## EXCERPT TO READ

◆ ◆ ◆ ◆ ◆ ◆ ◆

The novelist talks haruspicy, how food mirrors our cultural ambitions, and why cadavers make him hungry.

In his debut novel, The Death and Life of August Sweeney, DC-based writer Samuel Ashworth begins at the end — with the death of his protagonist, a notorious celebrity chef. Dr. Maya Zhu, unaware August Sweeney has hand-selected her to perform his autopsy, pieces together his life by delving into his body. Over the course of a single day, Ashworth weaves the lives of two characters together with an inexhaustible imagination for detail and unflinching humor and irony — nothing is off limits here. The novel explores our appetites for food, pleasure, and fame, and how insatiable hunger can be a barrier to human connection.
The novel uses an autopsy as its framework. How did you arrive at this inventive construction?
The book actually began with that core idea: Could you tell a person’s life story through the dissection of their body? And what if, in telling that body’s story, you could bring it back to life? I had this sense that there is so much life left in the body after death; it all depends on knowing how to look for it.
The question then became, “Well, whose body is it? Whose story are we telling?” A friend in med school took me into her anatomy lab. I walked into the room, and there were 40 cadavers in varying states of dissection. I didn’t know how I was going to react to it — but I especially didn’t expect to get seriously hungry. Like, all-you-can-think-about-is-food hungry. Then my friend told me this was a common reaction for her cohort. That’s when I knew: Whoever this guy on the table was, he had to be a cook. Someone who worked with meat, with bodies, with bone and muscle and fat. And that’s how August Sweeney was born.
As the reader follows August’s career, from dishwasher to celebrity chef, we see how Americans’ relationship to food has changed over the last four decades and how we’ve found new ways to capitalize on hunger. Why were you drawn to this topic?
I believe that food becomes a mirror of our collective cultural ambitions. We aren’t just what we eat, we eat what we are — or, more accurately, what we want to be. The restaurant industry is constantly adapting to the appetites of its client base, which itself is responding to cultural shifts. Part of what the book does is track those shifts in American cuisine over the last 40 years. August’s genius is his ability to adapt to those shifts — usually by shedding his skin — until the day comes when he can’t.
Your attention to detail in this book is remarkable — you fully inhabit your characters in a way that authors like Richard Powers do. You even assisted with autopsies in a Pittsburgh hospital and worked in a Michelin-starred restaurant. How did that research inform the story?
I literally couldn’t have written the book without it. I’d worked in service since I was 16, so I could have capably faked my way through August’s story, but going to work as a prep cook in a French restaurant gave me a far deeper understanding of how great chefs are forged. When it came to the autopsies, though, all I had to go on was what I’d seen on TV, which was laughably wrong. But then I had a stroke of luck: A friend was doing his residency in pathology, and when he did his autopsy rotation, he managed to get permission for me to observe the process for two weeks. I wound up helping out with seven clinical autopsies — these are the kind done in cases of natural, unsuspicious death; the forensic kind is what we see on “Bones” and “CSI.” It was a completely transformative experience because I’d never spent so much time in the company of death — and I found that the more time I spent with it, the less it scared me. That discovery became foundational to the novel, which I feel confident in saying has the power to ease readers’ fear of death.

◆ ◆ ◆ ◆ ◆ ◆ ◆

## Records excerpted from a collection
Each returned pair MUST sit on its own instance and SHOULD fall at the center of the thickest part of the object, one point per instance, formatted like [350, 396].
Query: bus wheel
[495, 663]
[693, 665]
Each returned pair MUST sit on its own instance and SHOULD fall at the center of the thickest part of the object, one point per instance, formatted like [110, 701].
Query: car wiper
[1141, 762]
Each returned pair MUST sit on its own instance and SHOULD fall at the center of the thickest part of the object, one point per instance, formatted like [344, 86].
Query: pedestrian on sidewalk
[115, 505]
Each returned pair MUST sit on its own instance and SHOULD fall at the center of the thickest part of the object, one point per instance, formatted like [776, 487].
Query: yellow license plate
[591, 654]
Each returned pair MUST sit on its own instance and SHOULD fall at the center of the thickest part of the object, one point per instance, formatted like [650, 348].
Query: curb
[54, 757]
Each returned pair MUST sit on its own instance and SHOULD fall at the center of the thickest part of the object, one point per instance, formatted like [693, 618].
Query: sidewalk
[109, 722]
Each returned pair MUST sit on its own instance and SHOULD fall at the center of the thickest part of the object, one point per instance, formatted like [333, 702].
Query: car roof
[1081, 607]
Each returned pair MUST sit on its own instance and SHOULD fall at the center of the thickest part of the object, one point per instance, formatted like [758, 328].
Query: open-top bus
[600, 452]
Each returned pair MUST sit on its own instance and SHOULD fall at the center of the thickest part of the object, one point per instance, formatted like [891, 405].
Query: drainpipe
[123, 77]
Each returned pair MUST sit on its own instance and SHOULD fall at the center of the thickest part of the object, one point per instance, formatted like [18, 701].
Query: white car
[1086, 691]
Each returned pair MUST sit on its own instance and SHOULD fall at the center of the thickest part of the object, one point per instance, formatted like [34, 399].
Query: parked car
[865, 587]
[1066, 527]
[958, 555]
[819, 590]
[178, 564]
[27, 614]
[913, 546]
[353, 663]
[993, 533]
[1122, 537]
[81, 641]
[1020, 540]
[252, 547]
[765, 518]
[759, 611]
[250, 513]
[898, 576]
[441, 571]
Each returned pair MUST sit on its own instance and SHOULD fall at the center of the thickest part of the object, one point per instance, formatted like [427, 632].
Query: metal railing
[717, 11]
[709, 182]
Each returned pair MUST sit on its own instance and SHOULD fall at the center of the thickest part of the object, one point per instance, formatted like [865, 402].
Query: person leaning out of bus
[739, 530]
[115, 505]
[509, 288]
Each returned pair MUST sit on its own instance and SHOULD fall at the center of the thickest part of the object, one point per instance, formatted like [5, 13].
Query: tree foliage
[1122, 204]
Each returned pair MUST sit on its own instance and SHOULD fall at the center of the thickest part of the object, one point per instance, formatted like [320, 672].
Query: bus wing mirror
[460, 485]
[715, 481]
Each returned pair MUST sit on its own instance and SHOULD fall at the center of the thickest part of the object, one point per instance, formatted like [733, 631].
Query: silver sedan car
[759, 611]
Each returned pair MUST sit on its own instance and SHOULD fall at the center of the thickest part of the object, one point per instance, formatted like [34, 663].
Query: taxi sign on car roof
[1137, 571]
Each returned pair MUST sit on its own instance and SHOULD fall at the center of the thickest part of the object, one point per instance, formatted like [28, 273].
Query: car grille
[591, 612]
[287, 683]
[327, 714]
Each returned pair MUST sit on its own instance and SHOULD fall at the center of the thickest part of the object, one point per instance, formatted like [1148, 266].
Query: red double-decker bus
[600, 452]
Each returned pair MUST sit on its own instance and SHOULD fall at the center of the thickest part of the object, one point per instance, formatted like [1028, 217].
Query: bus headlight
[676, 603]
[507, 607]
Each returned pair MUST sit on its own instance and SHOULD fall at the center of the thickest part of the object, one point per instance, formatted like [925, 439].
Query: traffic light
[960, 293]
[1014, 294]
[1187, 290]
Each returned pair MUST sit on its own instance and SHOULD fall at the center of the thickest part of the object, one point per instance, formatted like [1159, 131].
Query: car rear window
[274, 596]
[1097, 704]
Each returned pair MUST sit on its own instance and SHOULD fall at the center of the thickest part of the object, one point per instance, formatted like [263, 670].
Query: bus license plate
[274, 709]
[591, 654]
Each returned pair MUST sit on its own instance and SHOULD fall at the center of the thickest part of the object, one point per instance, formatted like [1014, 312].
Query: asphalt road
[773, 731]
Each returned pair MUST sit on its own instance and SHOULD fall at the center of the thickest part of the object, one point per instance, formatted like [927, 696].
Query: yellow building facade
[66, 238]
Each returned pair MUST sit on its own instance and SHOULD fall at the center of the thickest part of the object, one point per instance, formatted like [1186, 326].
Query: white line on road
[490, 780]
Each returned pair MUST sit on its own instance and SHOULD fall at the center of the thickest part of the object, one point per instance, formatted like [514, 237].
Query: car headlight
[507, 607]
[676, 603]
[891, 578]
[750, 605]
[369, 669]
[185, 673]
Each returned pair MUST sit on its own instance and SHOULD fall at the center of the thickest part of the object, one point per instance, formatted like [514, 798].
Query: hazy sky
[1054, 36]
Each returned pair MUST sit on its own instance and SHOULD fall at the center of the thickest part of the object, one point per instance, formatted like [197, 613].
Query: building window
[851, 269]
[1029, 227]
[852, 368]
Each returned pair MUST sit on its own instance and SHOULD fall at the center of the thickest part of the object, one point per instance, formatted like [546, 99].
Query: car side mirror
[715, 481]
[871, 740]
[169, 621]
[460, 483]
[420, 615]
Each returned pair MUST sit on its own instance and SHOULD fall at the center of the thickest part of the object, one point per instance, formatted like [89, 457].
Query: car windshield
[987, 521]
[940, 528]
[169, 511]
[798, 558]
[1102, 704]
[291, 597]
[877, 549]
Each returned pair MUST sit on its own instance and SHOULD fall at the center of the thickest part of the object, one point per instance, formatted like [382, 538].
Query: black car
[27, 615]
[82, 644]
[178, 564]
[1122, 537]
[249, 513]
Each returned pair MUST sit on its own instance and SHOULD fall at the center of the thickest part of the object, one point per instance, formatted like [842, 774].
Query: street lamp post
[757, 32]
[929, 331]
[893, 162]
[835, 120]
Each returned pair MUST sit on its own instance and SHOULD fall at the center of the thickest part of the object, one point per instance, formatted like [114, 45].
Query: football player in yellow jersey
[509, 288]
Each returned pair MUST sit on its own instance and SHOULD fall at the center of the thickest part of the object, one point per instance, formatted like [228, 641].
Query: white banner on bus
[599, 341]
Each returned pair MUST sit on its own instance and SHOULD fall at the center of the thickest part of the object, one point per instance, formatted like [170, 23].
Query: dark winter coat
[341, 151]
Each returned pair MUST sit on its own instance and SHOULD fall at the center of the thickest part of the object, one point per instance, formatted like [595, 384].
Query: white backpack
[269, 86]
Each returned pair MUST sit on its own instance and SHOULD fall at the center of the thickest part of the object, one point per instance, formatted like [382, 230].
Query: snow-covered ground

◆ ◆ ◆ ◆ ◆ ◆ ◆

Reproduce the part of the novelist interview above that begins at the words "Your attention to" and stops after "inform the story?".

Your attention to detail in this book is remarkable — you fully inhabit your characters in a way that authors like Richard Powers do. You even assisted with autopsies in a Pittsburgh hospital and worked in a Michelin-starred restaurant. How did that research inform the story?